In the Christmas note, how long did the group sing carols in the hospital room?

(EXTRACT TO READ):
╔══

Jay's Note


December 25, 2011, was one of my most memorable Christmases. I was bed-ridden in Fairfax Inova Hospital in Virginia where I had just received my fourth transfusion for internal bleeding (of still-undetermined origin).

In the chair next to my bed was my friend (now my wife!) Eileen Aveni, keeping watch over my health by night. My wise (and wise-acre) buddy Dan Sullivan had just stopped by to check on me, when what to my wondering eyes should appear, but four Marneys—high school-era friends Dave and Janet and their two grown sons, Robert and Austin— caroling books in hand.

Three of the carolers:  Dave, Dan, and Eileen
For the next 45 minutes, with my hospital room door wide open to share the news, we rejoiced harmoniously in the promise of eternal life birthed some 20 centuries ago. I still tear up with gratitude at the gift of friends who took part of their Christmas day to bring the celebration to me in the hospital. How much more of a gift that Jesus would come to inhabit a small space on earth for our sake.
***
Earth is a hospital on a grand scale, not for the physically ill, but the spiritually sick and wounded and dead. On what we now commemorate as Christmas, Jesus paid his first full-bodied visit to the hospitalized. He looked more like a patient than a physician—weak, needy, dependent. But, as Luci Shaw puts it in her clarion poem, Mary’s Song, “His breath (so slight it seems / no breath at all) once ruffled the dark deeps / to sprout a world.” Some thirty years later, that breath burst the bonds of death, calling all who would come willingly to follow

A friend of ours is a nurse and social worker with a hospice. She and her colleagues labor to bring peace to dying patients as they and their families navigate their impending separation.

Jesus came to end our separation from God and overcome death, purchasing the passage with his passion, pushing past the veil with his power.

I invite you to join me in celebrating the birth of Jesus, a birth that led to the death that would overcome death for those who accept the invitation to follow Jesus.

╚══

(DATA LISTING):
╔══

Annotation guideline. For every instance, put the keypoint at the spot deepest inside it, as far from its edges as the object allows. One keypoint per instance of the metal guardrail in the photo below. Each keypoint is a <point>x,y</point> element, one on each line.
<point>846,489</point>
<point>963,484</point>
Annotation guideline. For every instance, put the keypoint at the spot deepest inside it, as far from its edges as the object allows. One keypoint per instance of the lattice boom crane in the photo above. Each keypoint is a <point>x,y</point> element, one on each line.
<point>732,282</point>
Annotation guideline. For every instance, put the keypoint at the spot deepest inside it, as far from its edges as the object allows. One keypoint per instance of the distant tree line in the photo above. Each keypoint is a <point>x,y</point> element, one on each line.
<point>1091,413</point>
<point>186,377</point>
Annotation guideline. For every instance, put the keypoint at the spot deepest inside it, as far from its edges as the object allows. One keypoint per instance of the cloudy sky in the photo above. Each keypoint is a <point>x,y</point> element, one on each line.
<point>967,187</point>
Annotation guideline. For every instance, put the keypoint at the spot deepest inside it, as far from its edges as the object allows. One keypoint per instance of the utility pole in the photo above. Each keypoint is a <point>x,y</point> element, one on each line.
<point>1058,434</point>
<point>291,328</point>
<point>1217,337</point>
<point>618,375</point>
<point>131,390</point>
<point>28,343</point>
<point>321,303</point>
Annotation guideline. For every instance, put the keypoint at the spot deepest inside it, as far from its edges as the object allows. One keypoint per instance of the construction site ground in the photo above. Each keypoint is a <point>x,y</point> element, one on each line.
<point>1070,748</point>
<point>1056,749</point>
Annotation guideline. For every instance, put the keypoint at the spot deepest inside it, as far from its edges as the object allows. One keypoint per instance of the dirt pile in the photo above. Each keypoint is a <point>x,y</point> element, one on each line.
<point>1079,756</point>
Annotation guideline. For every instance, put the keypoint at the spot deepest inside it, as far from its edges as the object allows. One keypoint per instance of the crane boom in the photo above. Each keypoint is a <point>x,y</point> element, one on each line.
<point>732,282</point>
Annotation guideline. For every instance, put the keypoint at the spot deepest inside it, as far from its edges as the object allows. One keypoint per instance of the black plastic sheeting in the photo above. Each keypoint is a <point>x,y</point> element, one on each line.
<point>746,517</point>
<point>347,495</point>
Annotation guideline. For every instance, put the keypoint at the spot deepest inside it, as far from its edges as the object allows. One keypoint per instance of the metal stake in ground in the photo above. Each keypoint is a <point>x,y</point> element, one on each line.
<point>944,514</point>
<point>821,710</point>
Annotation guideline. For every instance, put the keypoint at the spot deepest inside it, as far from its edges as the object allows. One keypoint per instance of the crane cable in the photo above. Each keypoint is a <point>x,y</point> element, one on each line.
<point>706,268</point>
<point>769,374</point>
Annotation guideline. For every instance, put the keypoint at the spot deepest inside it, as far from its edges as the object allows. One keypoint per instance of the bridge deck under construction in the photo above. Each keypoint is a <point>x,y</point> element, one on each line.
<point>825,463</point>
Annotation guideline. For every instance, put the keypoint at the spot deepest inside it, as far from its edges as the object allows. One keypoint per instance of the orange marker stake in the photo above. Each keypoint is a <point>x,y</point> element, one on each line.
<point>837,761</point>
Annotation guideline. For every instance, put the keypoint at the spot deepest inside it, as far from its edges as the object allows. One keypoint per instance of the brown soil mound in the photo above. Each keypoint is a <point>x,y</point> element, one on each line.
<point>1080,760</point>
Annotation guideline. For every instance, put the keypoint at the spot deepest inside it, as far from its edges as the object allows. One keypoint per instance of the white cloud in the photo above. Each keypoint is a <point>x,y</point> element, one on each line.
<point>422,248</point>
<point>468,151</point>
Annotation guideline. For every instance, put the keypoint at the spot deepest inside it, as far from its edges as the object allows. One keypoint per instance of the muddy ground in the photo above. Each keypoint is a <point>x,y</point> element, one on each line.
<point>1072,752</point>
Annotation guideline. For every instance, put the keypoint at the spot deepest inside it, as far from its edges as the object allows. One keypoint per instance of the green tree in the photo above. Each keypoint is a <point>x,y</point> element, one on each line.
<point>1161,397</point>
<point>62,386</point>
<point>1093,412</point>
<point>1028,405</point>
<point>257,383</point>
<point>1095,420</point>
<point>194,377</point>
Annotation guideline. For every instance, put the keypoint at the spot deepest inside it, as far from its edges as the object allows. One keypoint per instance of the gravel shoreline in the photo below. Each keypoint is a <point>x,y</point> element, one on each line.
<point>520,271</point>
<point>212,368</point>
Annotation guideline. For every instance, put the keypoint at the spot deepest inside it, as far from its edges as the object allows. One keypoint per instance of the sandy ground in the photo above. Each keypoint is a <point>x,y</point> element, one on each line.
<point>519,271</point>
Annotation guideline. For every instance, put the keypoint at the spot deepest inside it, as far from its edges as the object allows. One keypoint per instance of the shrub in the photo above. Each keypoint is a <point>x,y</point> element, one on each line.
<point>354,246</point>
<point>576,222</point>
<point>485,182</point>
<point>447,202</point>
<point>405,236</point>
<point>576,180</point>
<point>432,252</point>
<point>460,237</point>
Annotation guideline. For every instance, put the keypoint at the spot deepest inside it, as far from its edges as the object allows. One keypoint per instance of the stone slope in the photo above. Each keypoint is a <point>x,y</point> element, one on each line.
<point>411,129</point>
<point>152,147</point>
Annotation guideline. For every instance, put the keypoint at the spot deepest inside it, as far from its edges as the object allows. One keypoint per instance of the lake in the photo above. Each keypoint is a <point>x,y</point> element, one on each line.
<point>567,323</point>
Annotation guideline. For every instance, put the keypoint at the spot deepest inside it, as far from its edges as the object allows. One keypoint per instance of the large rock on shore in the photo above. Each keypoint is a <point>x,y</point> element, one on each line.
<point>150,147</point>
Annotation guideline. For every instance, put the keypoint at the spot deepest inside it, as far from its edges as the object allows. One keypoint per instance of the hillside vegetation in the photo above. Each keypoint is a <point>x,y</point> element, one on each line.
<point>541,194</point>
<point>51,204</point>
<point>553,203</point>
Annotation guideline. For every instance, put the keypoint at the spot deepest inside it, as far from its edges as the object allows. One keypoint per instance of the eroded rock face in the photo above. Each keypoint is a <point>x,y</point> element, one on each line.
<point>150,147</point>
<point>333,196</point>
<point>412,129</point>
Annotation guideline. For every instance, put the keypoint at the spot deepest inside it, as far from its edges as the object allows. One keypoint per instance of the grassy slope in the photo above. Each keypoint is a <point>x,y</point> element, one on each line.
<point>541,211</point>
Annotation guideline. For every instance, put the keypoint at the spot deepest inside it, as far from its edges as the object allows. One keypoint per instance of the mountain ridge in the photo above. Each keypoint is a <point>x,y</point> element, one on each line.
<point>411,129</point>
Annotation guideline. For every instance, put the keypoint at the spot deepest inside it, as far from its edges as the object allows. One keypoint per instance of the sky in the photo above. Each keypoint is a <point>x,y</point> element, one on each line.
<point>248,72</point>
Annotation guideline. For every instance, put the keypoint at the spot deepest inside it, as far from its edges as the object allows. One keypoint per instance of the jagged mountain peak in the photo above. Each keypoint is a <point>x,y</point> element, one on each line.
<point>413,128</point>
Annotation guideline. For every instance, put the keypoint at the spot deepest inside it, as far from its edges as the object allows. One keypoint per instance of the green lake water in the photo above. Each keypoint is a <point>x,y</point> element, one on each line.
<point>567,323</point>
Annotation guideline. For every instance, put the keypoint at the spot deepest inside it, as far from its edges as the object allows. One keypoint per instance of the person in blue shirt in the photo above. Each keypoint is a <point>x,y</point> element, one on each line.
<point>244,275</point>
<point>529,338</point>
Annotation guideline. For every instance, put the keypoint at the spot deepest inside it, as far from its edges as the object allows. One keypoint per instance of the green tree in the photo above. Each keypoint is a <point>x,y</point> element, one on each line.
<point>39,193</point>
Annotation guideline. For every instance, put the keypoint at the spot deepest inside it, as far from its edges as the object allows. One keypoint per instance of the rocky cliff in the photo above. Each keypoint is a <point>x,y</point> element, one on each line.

╚══

(SOLUTION): For 45 minutes.